● **EXERCISE DIRECTIONS**
Format the listing as a Markdown table with the columns "Row" and "Listing line": begin at the line that contains "Question. For every instance of the silver" and continue through the final line of the listing. Number each row, and omit any blank lines.

---------- EXERCISE MATERIALS

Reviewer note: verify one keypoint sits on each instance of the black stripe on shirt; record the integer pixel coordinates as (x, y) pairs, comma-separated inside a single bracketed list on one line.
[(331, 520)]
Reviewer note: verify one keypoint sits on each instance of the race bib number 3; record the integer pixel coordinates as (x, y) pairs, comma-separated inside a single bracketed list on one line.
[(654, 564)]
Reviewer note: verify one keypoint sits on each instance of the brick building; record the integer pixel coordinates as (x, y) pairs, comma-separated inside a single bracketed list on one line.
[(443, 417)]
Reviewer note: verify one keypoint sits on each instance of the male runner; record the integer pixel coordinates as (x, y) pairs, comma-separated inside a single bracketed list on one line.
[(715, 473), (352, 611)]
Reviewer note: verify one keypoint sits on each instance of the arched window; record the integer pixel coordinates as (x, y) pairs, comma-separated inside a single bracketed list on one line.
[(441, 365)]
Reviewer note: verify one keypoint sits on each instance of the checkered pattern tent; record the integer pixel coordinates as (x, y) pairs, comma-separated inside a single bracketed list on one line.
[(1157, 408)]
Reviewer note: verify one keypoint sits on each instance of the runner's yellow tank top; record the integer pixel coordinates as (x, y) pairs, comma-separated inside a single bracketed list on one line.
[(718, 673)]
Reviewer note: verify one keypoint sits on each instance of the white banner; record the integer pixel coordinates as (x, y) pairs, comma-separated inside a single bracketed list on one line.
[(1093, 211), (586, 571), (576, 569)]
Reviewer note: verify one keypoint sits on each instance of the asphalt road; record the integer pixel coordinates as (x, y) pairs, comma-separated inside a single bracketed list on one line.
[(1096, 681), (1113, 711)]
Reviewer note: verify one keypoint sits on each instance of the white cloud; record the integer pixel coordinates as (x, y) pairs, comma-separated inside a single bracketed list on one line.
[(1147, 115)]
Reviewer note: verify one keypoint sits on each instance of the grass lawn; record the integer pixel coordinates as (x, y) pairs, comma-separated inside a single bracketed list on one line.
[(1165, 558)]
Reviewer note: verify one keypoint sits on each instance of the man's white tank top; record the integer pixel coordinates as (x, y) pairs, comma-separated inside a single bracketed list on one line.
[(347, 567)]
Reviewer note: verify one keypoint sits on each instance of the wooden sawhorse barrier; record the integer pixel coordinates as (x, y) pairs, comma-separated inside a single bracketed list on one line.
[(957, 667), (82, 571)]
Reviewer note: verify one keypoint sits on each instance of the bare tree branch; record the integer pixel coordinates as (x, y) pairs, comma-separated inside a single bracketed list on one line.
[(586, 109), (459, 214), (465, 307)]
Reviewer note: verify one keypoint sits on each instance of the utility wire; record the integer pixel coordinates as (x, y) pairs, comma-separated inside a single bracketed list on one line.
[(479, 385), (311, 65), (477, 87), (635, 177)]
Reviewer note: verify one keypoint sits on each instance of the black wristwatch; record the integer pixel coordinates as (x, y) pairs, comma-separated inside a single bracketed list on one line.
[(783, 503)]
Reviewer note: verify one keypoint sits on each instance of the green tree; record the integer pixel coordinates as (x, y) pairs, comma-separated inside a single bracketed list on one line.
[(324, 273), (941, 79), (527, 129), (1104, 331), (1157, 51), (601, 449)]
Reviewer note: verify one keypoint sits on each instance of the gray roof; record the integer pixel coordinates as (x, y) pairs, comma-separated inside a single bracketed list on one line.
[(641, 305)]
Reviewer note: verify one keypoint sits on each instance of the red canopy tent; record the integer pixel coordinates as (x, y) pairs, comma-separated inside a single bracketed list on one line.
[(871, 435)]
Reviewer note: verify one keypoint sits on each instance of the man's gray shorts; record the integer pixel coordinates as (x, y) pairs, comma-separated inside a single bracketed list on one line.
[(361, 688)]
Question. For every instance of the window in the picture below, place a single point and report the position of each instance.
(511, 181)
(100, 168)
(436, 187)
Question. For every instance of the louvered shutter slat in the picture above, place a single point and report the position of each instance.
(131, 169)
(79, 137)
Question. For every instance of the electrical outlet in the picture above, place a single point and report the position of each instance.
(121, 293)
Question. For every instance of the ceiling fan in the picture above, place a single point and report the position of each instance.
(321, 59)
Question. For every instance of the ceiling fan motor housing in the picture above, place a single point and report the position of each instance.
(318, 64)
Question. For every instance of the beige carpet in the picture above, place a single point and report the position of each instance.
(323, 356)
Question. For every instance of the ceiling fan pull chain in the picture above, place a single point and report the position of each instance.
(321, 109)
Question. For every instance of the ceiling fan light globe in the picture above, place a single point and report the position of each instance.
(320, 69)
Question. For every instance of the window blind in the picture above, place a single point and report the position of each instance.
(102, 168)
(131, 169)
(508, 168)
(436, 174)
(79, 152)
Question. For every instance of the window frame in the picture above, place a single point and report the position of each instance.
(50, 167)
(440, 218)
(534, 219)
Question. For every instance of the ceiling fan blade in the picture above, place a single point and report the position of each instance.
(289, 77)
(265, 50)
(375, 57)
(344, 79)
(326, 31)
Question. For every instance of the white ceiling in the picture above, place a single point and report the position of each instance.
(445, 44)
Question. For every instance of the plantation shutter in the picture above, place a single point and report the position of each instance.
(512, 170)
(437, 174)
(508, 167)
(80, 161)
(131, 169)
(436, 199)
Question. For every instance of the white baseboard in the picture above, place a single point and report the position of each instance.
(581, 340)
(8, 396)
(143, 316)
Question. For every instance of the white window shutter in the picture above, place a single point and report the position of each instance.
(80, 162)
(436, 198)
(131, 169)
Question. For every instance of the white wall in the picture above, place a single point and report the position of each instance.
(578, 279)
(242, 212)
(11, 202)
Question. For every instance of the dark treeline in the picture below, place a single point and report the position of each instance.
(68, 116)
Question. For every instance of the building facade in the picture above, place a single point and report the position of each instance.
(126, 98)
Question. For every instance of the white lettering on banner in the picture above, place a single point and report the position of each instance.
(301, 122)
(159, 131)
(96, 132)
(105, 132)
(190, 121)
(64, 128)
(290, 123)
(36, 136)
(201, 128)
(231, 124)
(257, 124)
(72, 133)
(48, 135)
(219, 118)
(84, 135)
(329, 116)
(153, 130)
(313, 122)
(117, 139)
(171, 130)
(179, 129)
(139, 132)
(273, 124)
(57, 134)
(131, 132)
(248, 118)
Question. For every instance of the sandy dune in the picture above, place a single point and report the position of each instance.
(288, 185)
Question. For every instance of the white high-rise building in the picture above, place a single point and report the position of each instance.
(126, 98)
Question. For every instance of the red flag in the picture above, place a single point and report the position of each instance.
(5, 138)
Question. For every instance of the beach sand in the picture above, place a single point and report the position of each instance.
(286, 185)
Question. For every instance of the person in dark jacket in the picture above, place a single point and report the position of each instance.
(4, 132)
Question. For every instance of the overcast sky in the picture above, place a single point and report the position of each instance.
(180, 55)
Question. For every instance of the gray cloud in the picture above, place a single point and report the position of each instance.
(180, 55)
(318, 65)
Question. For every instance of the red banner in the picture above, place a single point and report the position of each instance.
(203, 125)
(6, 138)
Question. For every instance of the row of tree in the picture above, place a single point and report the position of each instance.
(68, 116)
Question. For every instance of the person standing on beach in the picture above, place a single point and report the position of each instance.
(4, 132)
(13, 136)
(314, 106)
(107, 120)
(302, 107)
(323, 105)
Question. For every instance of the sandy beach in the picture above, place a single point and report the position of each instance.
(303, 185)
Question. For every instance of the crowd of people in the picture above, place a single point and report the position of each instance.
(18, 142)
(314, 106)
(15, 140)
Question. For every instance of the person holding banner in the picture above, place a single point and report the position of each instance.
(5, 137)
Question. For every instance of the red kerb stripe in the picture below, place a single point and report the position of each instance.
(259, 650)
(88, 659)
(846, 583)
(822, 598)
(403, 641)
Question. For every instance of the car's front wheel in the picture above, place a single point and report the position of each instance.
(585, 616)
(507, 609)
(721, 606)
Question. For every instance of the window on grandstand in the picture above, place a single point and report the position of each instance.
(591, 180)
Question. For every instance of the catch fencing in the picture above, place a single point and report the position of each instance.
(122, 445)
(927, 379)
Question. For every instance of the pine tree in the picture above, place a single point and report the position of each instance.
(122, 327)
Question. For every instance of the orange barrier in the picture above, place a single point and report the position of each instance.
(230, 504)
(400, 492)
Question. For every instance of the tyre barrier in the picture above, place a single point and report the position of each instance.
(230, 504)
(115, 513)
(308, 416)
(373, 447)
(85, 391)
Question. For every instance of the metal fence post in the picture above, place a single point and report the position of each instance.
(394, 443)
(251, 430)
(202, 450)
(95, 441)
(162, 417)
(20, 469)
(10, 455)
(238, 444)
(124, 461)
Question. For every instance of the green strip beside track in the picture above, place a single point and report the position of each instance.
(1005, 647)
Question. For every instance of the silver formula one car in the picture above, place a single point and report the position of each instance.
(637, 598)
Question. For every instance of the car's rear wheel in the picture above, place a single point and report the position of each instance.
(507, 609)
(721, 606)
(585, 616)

--------------------

● **FINISHED TASK**
| Row | Listing line |
|---|---|
| 1 | Question. For every instance of the silver formula one car in the picture above, place a single point and report the position of each instance. |
| 2 | (637, 598) |
| 3 | Question. For every instance of the car's rear wheel in the picture above, place a single point and report the position of each instance. |
| 4 | (507, 609) |
| 5 | (721, 606) |
| 6 | (585, 616) |